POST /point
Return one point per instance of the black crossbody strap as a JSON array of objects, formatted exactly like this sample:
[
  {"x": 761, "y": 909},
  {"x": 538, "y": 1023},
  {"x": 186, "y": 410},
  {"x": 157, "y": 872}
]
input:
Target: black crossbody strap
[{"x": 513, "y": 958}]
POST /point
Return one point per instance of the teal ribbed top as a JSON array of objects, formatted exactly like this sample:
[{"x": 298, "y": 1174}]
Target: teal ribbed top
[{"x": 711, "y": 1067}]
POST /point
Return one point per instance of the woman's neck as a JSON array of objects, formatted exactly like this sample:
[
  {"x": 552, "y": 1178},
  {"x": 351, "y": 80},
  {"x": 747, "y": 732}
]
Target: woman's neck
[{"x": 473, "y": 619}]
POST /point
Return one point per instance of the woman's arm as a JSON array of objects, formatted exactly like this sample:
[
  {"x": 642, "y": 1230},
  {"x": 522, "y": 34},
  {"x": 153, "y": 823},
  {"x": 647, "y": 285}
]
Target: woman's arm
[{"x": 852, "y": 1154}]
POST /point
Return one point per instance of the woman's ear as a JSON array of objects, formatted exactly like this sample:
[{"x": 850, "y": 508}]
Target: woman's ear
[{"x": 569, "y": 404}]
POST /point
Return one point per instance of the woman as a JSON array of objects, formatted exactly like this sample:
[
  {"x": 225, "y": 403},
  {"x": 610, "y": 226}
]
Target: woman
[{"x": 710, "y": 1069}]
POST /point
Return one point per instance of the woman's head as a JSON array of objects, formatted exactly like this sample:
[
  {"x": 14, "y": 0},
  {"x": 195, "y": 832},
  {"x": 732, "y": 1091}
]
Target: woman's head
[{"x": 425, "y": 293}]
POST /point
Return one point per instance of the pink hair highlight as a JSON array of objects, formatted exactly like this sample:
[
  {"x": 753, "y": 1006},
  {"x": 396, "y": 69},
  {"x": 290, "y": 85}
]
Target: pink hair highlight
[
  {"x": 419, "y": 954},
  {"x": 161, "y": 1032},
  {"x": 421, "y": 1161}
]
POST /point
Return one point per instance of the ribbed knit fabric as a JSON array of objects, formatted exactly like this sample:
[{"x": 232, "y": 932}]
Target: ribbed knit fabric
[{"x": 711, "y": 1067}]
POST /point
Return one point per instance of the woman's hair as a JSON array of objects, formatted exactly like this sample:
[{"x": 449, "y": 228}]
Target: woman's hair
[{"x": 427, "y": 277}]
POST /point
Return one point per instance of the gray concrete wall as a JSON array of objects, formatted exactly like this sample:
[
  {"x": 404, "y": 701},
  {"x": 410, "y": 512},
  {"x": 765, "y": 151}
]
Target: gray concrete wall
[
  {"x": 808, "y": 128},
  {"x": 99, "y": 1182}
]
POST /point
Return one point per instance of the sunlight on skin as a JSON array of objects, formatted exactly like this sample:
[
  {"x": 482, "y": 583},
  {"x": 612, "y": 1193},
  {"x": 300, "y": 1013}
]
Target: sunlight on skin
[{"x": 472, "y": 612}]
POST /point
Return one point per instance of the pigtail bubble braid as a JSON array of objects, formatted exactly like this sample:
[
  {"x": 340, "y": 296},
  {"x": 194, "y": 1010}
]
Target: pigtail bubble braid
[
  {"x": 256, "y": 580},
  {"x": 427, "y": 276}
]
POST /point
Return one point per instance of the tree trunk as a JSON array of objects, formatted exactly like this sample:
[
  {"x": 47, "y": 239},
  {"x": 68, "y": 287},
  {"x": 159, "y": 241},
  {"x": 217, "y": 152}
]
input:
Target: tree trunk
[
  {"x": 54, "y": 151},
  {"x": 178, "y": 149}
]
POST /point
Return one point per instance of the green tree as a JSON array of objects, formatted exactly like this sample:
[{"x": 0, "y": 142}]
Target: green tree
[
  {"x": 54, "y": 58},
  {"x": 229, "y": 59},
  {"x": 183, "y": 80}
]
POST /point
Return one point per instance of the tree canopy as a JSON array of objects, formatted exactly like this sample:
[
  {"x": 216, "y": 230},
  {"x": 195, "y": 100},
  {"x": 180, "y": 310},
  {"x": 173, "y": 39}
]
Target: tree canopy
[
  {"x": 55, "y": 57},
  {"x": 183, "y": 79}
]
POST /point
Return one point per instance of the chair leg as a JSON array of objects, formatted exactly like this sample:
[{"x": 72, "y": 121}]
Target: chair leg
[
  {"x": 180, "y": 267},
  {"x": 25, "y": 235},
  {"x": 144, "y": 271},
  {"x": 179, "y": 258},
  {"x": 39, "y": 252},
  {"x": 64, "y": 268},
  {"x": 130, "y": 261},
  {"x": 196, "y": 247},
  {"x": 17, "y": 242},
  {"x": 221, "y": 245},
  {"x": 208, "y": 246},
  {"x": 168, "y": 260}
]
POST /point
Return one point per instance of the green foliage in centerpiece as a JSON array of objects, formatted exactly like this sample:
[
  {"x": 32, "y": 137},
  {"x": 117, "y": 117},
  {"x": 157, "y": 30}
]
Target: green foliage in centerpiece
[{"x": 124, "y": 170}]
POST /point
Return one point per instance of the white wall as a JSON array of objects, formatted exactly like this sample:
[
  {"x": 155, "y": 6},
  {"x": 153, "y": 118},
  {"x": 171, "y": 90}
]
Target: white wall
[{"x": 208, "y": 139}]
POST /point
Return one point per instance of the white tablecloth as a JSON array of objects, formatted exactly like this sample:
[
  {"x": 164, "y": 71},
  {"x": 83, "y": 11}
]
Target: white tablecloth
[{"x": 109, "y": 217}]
· · · · ·
### What to do
Reproduce the material above, every line of it, exactly.

### Right answer
POST /point
Return one point per instance of the black crossbody strap as a JSON array of objects, formatted exactly like this sample:
[
  {"x": 761, "y": 909},
  {"x": 538, "y": 1023},
  {"x": 186, "y": 410},
  {"x": 157, "y": 872}
]
input:
Target: black crossbody strap
[{"x": 513, "y": 958}]
POST /point
Return one point per instance of the teal ribbed top as a JSON array of objects, formatted exactly like this sample:
[{"x": 298, "y": 1174}]
Target: teal ribbed top
[{"x": 711, "y": 1067}]
POST /point
Return one point per instance of the woman's neck as a JSON array of objects, formatted exactly like this sample:
[
  {"x": 552, "y": 1178},
  {"x": 351, "y": 80},
  {"x": 747, "y": 732}
]
Target: woman's neck
[{"x": 473, "y": 619}]
POST /point
Return one point per instance of the woman's arm as a JSON array of objects, formatted exactly like this sample:
[
  {"x": 642, "y": 1230},
  {"x": 522, "y": 34},
  {"x": 153, "y": 823},
  {"x": 647, "y": 285}
]
Target: woman's arm
[{"x": 852, "y": 1154}]
POST /point
Return one point per instance of the woman's ear as a JSON array of objects, formatted exactly like this sample:
[{"x": 850, "y": 508}]
Target: woman's ear
[{"x": 569, "y": 404}]
POST /point
Return one point per instance of the woman as a JSON array of objects, formatted exactly like this sample:
[
  {"x": 225, "y": 403},
  {"x": 610, "y": 226}
]
Target: woman
[{"x": 710, "y": 1069}]
POST /point
Return one point per instance of the woman's head as a JSON array of objects, formatted exactly like this sample:
[
  {"x": 14, "y": 0},
  {"x": 195, "y": 832},
  {"x": 732, "y": 1091}
]
Target: woman's head
[{"x": 425, "y": 293}]
POST /point
Return one point per instance of the pink hair highlight as a JSON array of objects, formatted exactly like this sample:
[
  {"x": 753, "y": 1006},
  {"x": 396, "y": 69},
  {"x": 290, "y": 85}
]
Target: pink hair highlight
[
  {"x": 419, "y": 954},
  {"x": 161, "y": 1032},
  {"x": 421, "y": 1161}
]
POST /point
Return one point per instance of the ribbed knit fabric as a JSON array of objects, formatted exactly like this sample:
[{"x": 232, "y": 932}]
Target: ribbed knit fabric
[{"x": 711, "y": 1067}]
POST /point
Return one point per instance of the woman's hair as a JSON array of objects, formatted exactly like this sample:
[{"x": 449, "y": 228}]
Target: woman's hair
[{"x": 427, "y": 277}]
POST /point
Return one point per instance of the gray concrete wall as a JSON array of objects, formatted exactly like this sample:
[
  {"x": 404, "y": 701},
  {"x": 410, "y": 512},
  {"x": 765, "y": 151}
]
Target: gray concrete wall
[
  {"x": 808, "y": 128},
  {"x": 99, "y": 1182}
]
POST /point
Return one point per instance of the sunlight on skin as a JSON array of objects, formatted exactly like this sample:
[
  {"x": 482, "y": 583},
  {"x": 612, "y": 1193},
  {"x": 300, "y": 1013}
]
Target: sunlight on skin
[{"x": 472, "y": 612}]
POST /point
Return one point per instance of the pigtail bubble braid as a JSON array of objects, formatted exactly like this sample:
[
  {"x": 340, "y": 296},
  {"x": 194, "y": 1010}
]
Target: pigtail bubble braid
[
  {"x": 256, "y": 580},
  {"x": 427, "y": 276}
]
POST /point
Return one point per instance of the tree trunk as a JSON array of objects, formatted exactly like this sample:
[
  {"x": 47, "y": 239},
  {"x": 68, "y": 287},
  {"x": 159, "y": 241},
  {"x": 217, "y": 152}
]
input:
Target: tree trunk
[
  {"x": 54, "y": 151},
  {"x": 178, "y": 149}
]
POST /point
Return one point per instance of the green tree as a JSON array of objects, formatted exactly like this sample:
[{"x": 0, "y": 142}]
Target: green tree
[
  {"x": 54, "y": 58},
  {"x": 229, "y": 59},
  {"x": 183, "y": 80}
]
POST /point
Return one point per instance of the tree canopy as a JSON array of objects, formatted exactly like this sample:
[
  {"x": 216, "y": 230},
  {"x": 195, "y": 100},
  {"x": 180, "y": 310},
  {"x": 173, "y": 39}
]
Target: tree canopy
[
  {"x": 55, "y": 57},
  {"x": 183, "y": 79}
]
POST /point
Return one point per instance of the chair leg as a JSON array of objects, formatted exactly like this sample:
[{"x": 72, "y": 121}]
Target: chair leg
[
  {"x": 180, "y": 267},
  {"x": 25, "y": 235},
  {"x": 144, "y": 271},
  {"x": 179, "y": 258},
  {"x": 39, "y": 252},
  {"x": 64, "y": 268},
  {"x": 130, "y": 261},
  {"x": 196, "y": 247},
  {"x": 17, "y": 242},
  {"x": 221, "y": 245},
  {"x": 208, "y": 246},
  {"x": 168, "y": 260}
]
POST /point
Return one point per instance of the green foliage in centerpiece as a JSON array of objects, formatted exactly like this sample:
[
  {"x": 32, "y": 137},
  {"x": 117, "y": 117},
  {"x": 157, "y": 30}
]
Target: green foliage in centerpiece
[{"x": 124, "y": 170}]
POST /point
Return one point per instance of the white wall as a JSON array of objects, formatted exactly like this sample:
[
  {"x": 155, "y": 6},
  {"x": 153, "y": 118},
  {"x": 171, "y": 90}
]
Target: white wall
[{"x": 208, "y": 139}]
POST /point
Return one point per instance of the white tablecloth as a JSON array of objects, formatted exactly like this sample:
[
  {"x": 164, "y": 71},
  {"x": 83, "y": 11}
]
Target: white tablecloth
[{"x": 109, "y": 217}]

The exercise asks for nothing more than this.